→ **Task item**
From the line that contains "Task: indicate the man's nose" to the last line of the records below, copy everything exactly, both ends included.

→ **Records shown**
+++
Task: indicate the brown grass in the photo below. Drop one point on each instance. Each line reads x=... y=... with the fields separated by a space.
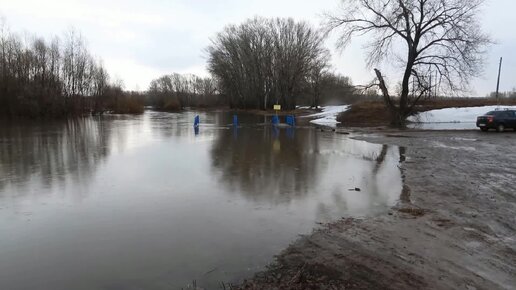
x=374 y=113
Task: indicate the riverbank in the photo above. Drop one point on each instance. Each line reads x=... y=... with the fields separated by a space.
x=453 y=228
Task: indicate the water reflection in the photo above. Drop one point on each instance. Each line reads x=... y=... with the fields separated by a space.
x=266 y=163
x=50 y=153
x=142 y=202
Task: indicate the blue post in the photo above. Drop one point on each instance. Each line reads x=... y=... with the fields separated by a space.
x=275 y=120
x=235 y=120
x=196 y=121
x=290 y=120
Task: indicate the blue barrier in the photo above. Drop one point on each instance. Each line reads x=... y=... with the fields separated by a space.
x=275 y=120
x=290 y=120
x=196 y=121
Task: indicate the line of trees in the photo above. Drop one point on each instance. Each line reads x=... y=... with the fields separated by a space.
x=177 y=91
x=56 y=78
x=263 y=62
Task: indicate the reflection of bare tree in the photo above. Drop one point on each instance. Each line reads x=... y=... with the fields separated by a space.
x=378 y=178
x=52 y=151
x=270 y=164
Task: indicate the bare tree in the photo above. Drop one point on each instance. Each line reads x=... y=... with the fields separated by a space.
x=423 y=38
x=263 y=62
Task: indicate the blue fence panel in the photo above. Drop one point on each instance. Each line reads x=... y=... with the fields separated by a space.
x=275 y=120
x=197 y=120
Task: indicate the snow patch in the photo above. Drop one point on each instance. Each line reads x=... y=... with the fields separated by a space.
x=328 y=116
x=455 y=115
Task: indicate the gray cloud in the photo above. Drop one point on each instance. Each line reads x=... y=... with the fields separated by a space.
x=140 y=40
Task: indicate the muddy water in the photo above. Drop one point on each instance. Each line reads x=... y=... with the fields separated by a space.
x=146 y=203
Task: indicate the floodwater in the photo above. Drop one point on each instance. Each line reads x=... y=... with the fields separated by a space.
x=444 y=126
x=143 y=202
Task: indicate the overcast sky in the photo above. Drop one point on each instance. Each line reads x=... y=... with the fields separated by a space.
x=141 y=40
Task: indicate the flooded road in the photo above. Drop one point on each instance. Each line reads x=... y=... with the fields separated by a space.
x=143 y=202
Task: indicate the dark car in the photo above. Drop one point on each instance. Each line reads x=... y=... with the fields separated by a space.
x=499 y=120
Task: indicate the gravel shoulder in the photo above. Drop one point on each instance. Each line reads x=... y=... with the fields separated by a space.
x=454 y=227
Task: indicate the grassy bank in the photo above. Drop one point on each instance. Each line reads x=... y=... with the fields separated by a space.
x=374 y=113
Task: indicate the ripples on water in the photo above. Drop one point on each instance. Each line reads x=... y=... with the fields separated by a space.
x=131 y=202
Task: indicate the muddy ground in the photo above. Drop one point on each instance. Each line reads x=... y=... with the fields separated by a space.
x=454 y=227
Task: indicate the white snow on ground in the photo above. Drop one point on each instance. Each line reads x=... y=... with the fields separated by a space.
x=455 y=115
x=328 y=116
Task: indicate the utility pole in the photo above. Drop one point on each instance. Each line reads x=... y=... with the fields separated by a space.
x=498 y=82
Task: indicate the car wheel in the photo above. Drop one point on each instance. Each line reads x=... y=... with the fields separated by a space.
x=500 y=128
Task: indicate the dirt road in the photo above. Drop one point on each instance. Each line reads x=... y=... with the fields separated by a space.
x=454 y=227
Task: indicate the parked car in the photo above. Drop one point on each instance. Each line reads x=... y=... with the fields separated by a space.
x=499 y=120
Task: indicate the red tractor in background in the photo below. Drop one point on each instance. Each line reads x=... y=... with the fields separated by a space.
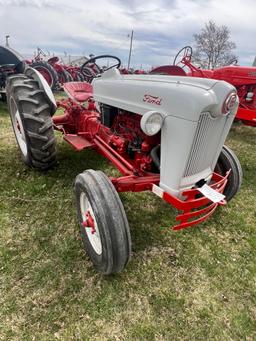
x=66 y=73
x=45 y=68
x=242 y=77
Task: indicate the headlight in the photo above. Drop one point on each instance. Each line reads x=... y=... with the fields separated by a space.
x=151 y=122
x=229 y=103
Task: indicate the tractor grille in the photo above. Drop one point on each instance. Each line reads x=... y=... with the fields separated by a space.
x=205 y=144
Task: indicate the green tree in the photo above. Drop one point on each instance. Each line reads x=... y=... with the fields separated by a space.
x=213 y=46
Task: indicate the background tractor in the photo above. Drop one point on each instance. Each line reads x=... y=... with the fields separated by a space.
x=243 y=78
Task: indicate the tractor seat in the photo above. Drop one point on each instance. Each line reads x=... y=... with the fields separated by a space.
x=78 y=91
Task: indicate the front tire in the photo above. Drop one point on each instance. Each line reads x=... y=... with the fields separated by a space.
x=103 y=223
x=31 y=120
x=228 y=160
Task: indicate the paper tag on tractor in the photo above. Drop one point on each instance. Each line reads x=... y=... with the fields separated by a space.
x=211 y=194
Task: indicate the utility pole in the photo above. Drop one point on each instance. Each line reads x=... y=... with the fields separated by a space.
x=130 y=51
x=7 y=41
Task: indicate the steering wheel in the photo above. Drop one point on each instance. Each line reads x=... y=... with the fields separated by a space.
x=184 y=55
x=92 y=63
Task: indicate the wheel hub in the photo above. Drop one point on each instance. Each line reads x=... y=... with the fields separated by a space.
x=89 y=222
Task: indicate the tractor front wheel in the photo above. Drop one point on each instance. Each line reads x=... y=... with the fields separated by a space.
x=103 y=223
x=31 y=120
x=48 y=72
x=228 y=160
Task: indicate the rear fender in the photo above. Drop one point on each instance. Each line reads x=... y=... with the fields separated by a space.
x=43 y=85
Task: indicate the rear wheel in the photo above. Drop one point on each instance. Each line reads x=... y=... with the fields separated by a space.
x=31 y=120
x=48 y=73
x=228 y=160
x=103 y=223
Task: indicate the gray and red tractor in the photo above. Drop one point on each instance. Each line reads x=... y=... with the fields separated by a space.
x=163 y=134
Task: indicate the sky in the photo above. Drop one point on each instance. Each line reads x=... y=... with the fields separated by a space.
x=161 y=27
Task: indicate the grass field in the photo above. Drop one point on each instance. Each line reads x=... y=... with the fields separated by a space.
x=196 y=284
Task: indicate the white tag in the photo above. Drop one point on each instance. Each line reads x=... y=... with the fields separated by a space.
x=158 y=191
x=210 y=193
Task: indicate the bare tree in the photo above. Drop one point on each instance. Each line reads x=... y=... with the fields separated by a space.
x=213 y=46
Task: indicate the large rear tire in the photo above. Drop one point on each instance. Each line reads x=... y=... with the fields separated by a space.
x=31 y=120
x=103 y=223
x=48 y=73
x=228 y=160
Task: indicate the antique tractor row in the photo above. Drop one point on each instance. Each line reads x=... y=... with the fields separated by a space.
x=57 y=73
x=243 y=78
x=164 y=134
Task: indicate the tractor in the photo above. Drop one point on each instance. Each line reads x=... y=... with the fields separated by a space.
x=10 y=63
x=243 y=78
x=45 y=68
x=163 y=134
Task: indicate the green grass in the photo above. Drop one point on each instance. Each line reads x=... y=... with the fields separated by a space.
x=196 y=284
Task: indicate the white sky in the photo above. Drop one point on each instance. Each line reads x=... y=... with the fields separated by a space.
x=161 y=27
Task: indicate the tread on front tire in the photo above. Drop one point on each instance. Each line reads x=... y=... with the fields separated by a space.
x=31 y=121
x=228 y=160
x=109 y=246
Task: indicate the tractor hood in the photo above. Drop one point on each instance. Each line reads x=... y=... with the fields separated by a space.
x=9 y=56
x=182 y=97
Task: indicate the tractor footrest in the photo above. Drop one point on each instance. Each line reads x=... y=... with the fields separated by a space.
x=78 y=142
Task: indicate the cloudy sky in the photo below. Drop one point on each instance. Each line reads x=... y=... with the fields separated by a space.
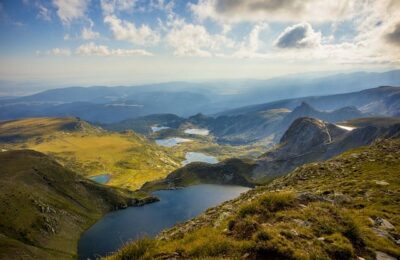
x=87 y=42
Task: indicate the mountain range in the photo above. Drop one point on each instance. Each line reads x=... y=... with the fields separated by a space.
x=114 y=104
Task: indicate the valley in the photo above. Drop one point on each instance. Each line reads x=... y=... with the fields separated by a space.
x=165 y=155
x=199 y=129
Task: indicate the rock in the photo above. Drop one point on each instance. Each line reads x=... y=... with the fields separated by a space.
x=383 y=256
x=383 y=223
x=382 y=183
x=302 y=222
x=380 y=232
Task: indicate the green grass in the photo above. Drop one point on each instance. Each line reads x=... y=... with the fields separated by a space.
x=44 y=207
x=319 y=211
x=129 y=158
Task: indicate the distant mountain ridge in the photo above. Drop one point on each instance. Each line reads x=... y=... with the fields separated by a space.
x=307 y=140
x=113 y=104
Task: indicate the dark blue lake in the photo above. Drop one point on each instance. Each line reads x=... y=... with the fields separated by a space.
x=119 y=227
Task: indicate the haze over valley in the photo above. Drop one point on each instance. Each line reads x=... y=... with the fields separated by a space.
x=199 y=129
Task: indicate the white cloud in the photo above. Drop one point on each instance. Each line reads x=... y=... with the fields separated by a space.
x=87 y=33
x=299 y=35
x=109 y=7
x=43 y=12
x=273 y=10
x=55 y=52
x=91 y=49
x=194 y=40
x=127 y=31
x=60 y=52
x=69 y=10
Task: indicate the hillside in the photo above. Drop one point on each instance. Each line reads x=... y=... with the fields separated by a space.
x=307 y=140
x=129 y=159
x=44 y=207
x=384 y=100
x=227 y=172
x=344 y=208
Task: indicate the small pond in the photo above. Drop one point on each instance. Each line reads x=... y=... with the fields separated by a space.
x=199 y=157
x=170 y=142
x=102 y=178
x=158 y=128
x=197 y=131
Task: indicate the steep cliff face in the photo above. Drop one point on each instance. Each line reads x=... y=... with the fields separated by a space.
x=310 y=140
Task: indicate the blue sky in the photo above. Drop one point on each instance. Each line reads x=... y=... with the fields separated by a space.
x=120 y=42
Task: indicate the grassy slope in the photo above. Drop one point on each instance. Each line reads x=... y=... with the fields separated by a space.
x=331 y=210
x=44 y=207
x=129 y=158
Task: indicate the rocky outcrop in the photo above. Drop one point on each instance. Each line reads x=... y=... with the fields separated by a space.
x=44 y=207
x=310 y=140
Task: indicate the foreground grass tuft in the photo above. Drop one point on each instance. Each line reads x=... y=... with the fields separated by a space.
x=345 y=208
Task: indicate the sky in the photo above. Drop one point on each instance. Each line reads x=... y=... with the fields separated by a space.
x=125 y=42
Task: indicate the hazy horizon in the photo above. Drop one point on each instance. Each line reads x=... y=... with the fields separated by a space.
x=56 y=43
x=9 y=88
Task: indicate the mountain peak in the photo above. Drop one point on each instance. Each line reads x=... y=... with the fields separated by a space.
x=305 y=133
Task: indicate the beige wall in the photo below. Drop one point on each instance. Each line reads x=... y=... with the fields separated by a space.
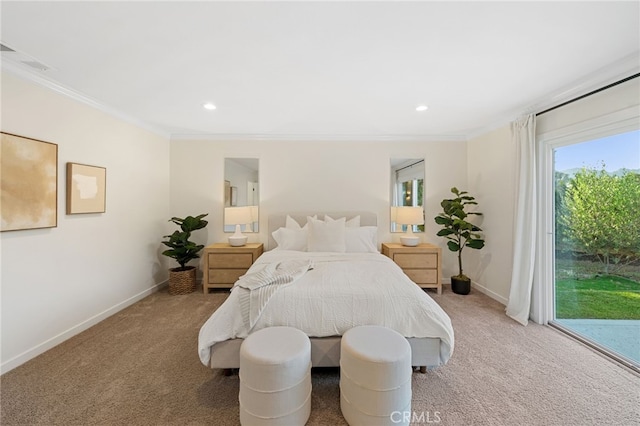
x=305 y=175
x=491 y=169
x=57 y=282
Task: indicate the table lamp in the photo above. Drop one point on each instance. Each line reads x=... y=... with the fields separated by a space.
x=237 y=216
x=410 y=216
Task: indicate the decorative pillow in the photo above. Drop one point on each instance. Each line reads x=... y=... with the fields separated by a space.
x=362 y=240
x=291 y=239
x=291 y=223
x=326 y=236
x=354 y=222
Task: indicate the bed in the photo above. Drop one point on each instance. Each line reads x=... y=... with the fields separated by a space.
x=330 y=288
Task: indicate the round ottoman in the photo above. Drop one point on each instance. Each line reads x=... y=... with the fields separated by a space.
x=375 y=376
x=275 y=377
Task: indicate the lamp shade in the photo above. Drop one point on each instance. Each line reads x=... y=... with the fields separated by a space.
x=237 y=215
x=410 y=215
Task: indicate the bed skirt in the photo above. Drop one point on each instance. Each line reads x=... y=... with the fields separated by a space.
x=325 y=352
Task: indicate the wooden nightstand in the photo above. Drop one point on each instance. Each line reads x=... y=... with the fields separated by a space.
x=422 y=263
x=224 y=264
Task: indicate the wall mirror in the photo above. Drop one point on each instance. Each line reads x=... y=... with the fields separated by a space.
x=407 y=190
x=241 y=191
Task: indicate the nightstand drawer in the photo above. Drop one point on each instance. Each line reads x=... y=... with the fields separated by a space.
x=416 y=260
x=235 y=260
x=422 y=276
x=225 y=276
x=420 y=263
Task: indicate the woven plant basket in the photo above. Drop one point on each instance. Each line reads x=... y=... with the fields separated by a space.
x=182 y=282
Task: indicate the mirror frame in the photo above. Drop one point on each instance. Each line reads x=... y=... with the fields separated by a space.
x=404 y=163
x=241 y=178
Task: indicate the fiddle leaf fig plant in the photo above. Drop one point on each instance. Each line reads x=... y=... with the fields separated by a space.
x=180 y=247
x=455 y=227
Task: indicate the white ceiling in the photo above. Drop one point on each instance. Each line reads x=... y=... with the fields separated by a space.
x=331 y=70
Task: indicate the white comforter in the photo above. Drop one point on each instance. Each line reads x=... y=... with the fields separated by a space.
x=342 y=291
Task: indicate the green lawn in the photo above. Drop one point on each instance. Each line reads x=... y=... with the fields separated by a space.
x=600 y=297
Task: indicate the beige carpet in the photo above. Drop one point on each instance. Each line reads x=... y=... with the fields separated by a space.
x=140 y=367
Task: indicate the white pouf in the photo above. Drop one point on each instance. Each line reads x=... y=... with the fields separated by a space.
x=375 y=376
x=275 y=377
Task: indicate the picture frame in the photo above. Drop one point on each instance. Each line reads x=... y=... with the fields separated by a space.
x=29 y=183
x=86 y=189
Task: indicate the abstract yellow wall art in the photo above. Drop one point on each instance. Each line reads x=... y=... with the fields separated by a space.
x=28 y=183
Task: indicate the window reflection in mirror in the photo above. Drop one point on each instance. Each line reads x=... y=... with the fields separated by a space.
x=407 y=189
x=241 y=190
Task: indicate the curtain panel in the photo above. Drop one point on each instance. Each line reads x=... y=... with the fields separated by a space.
x=523 y=133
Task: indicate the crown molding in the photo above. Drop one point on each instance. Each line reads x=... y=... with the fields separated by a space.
x=215 y=137
x=38 y=79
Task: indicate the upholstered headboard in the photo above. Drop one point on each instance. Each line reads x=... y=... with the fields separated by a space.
x=278 y=220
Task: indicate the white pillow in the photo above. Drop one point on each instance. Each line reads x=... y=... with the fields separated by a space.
x=362 y=240
x=291 y=223
x=354 y=222
x=291 y=239
x=326 y=236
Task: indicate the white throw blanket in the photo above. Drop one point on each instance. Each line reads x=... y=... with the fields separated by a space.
x=256 y=288
x=342 y=291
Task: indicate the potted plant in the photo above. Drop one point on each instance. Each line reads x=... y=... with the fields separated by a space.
x=182 y=279
x=460 y=233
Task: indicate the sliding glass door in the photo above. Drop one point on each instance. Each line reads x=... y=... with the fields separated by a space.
x=596 y=254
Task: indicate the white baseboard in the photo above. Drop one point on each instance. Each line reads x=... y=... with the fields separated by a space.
x=56 y=340
x=489 y=293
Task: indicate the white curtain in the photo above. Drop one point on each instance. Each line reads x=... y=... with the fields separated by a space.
x=523 y=133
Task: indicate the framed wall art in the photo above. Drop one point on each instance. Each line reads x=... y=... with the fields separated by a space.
x=86 y=188
x=227 y=193
x=29 y=183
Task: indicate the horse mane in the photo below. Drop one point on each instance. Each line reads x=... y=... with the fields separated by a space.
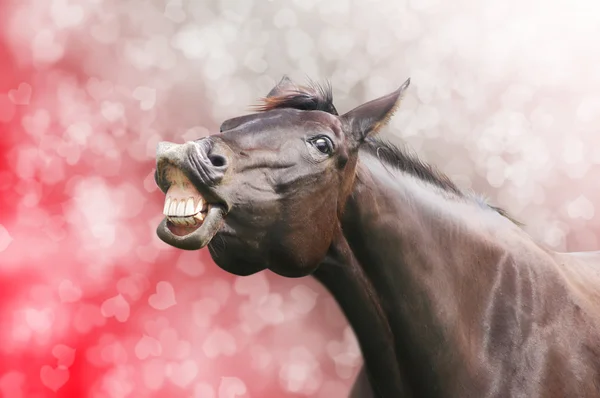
x=409 y=163
x=319 y=97
x=312 y=97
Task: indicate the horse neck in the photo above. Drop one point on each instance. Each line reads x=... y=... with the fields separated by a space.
x=426 y=256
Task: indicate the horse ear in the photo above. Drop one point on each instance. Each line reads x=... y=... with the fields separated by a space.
x=285 y=85
x=369 y=118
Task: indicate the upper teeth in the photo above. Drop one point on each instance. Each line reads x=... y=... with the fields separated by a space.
x=177 y=207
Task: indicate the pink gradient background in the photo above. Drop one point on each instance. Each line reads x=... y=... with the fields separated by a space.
x=505 y=99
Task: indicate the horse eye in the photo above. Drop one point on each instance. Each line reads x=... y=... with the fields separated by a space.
x=323 y=145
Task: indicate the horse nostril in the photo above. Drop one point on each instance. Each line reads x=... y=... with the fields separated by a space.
x=217 y=160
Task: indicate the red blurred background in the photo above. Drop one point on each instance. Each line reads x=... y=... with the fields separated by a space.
x=93 y=304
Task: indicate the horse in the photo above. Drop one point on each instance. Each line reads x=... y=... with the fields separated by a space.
x=447 y=294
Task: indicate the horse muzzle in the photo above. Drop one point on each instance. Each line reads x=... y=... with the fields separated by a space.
x=193 y=212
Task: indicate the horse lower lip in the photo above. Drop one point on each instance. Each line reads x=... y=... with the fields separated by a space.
x=193 y=237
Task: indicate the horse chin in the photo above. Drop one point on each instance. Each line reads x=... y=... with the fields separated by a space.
x=195 y=237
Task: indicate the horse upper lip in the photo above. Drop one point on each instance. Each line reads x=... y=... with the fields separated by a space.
x=208 y=195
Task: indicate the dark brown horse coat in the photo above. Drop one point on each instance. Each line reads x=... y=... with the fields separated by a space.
x=448 y=297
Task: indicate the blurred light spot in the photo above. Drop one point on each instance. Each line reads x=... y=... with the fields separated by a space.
x=116 y=307
x=182 y=374
x=146 y=96
x=66 y=15
x=581 y=207
x=164 y=297
x=219 y=342
x=45 y=48
x=174 y=11
x=231 y=387
x=53 y=378
x=147 y=346
x=69 y=292
x=22 y=95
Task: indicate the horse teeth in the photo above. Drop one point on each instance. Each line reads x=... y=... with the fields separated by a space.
x=167 y=206
x=173 y=207
x=199 y=206
x=181 y=208
x=189 y=207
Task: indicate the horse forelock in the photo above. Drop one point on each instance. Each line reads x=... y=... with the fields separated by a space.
x=312 y=97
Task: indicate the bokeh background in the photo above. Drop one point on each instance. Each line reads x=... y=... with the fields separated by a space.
x=505 y=98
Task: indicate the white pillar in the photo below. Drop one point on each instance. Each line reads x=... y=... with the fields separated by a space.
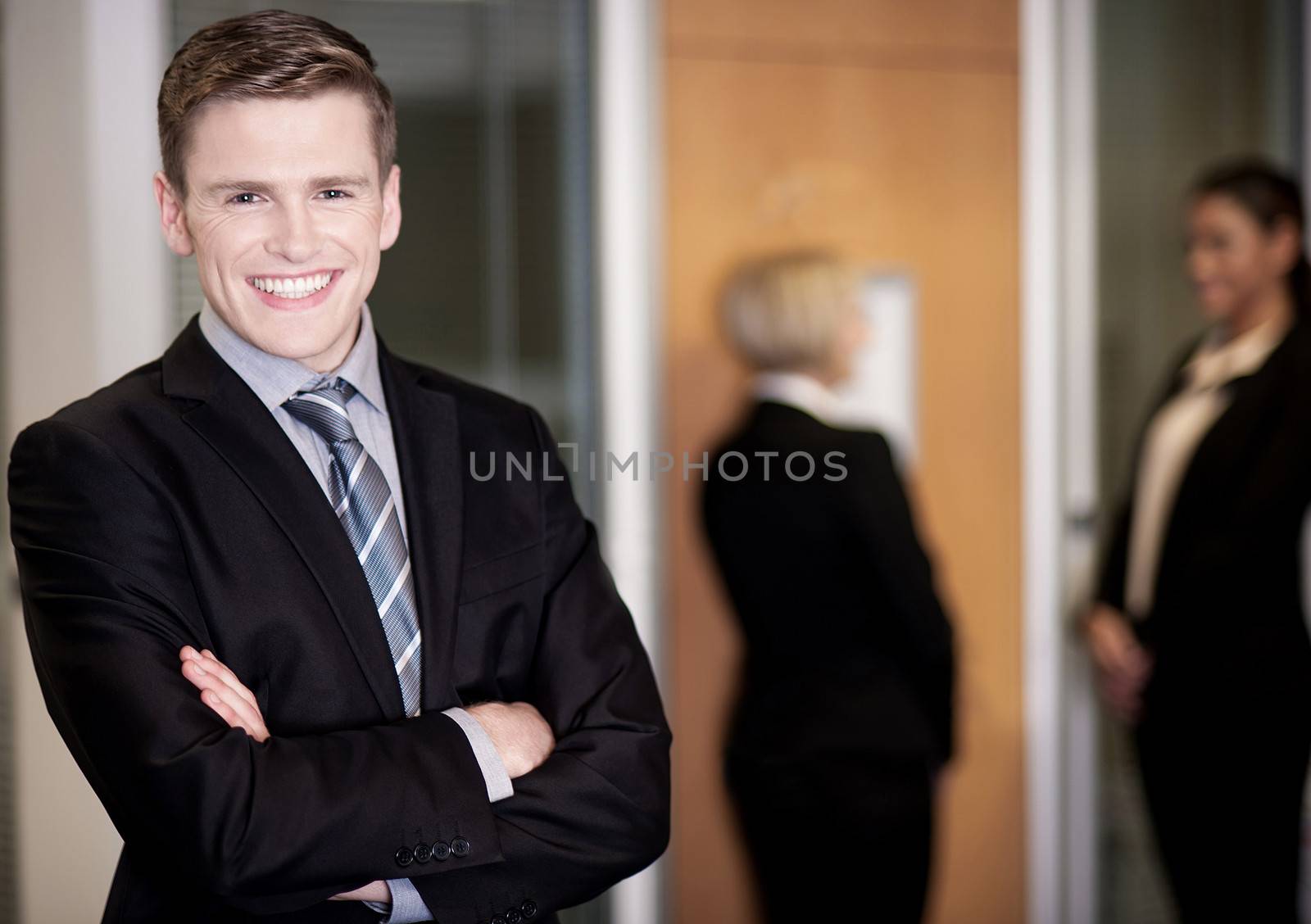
x=628 y=165
x=85 y=299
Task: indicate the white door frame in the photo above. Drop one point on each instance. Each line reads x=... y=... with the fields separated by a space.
x=1059 y=439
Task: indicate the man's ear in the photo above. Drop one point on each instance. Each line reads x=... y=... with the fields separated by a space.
x=172 y=216
x=391 y=227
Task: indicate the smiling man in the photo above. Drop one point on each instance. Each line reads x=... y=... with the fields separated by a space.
x=312 y=668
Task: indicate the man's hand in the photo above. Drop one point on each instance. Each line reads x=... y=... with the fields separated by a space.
x=223 y=692
x=1123 y=664
x=519 y=733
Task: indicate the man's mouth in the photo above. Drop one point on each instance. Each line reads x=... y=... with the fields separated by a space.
x=294 y=288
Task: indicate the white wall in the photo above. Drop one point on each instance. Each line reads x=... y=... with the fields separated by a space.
x=84 y=298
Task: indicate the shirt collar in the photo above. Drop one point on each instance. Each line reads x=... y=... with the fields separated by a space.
x=274 y=379
x=1219 y=360
x=799 y=391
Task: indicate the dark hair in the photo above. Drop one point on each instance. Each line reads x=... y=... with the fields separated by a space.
x=269 y=54
x=1269 y=196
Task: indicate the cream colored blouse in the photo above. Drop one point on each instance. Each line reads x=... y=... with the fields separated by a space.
x=1173 y=438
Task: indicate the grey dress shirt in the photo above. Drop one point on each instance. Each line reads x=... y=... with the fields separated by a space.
x=274 y=379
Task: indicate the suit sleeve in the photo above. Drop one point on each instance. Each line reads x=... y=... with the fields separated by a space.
x=1114 y=556
x=882 y=518
x=597 y=810
x=108 y=603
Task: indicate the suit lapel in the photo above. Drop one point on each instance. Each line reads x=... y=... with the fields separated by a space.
x=1236 y=434
x=428 y=452
x=243 y=432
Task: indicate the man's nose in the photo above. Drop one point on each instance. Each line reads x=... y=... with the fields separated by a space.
x=295 y=236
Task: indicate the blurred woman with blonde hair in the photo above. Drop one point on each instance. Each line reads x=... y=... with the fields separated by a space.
x=843 y=713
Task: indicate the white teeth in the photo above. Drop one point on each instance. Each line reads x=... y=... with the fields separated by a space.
x=293 y=288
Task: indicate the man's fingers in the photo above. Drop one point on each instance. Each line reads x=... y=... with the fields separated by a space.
x=216 y=666
x=225 y=712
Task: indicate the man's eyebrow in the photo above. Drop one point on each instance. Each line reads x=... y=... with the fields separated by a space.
x=229 y=185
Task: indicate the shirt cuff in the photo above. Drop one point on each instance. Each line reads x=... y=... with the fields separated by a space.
x=408 y=906
x=489 y=762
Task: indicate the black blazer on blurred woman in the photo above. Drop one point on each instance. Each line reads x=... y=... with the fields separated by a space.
x=1227 y=615
x=847 y=644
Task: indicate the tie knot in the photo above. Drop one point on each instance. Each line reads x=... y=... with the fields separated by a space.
x=324 y=410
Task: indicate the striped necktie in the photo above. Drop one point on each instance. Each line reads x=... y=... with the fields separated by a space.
x=367 y=510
+++
→ **Task solution**
Task: indicate the man's nose in the photo above. Drop one point on each instance. Each line reads x=... y=... with the fields separated by a space.
x=295 y=236
Task: indicate the blurred woman with blonde hair in the photo above. Drop one point on each instance. Each line reads x=... y=... with the fields separated by a space.
x=843 y=713
Task: indicate the white teeth in the photo above. Drop one point on each instance. Each line reads x=... y=... with the fields separated by a space.
x=293 y=288
Task: indicate the man's fingers in the photo above. Drop one point on each instance. Each line reads x=... y=... with the fields separated by a space.
x=216 y=666
x=225 y=712
Task: indicate the man's eyebrow in the photo above. Drop one point on each instance. Each line reads x=... y=... with the fields separated by a space.
x=229 y=185
Task: indicate the shirt cuff in the photo above. Drop one point on each instance. Each line reads x=... y=... with the fields separated by a space.
x=408 y=906
x=489 y=762
Task: indicate the black blazer on blurred woman in the photo above. Drop one point on each instance. Each line reads x=... y=... with the fields separated by a space.
x=1227 y=615
x=847 y=644
Task: indicate the tie knot in the photo above. Drop one point on each instance. Each line reads x=... y=... with the fields separated by a space.
x=324 y=410
Task: indicate the striped necktie in the photo above. Drop one point on each instance. Each line reads x=... y=... with the fields separated by a space.
x=367 y=510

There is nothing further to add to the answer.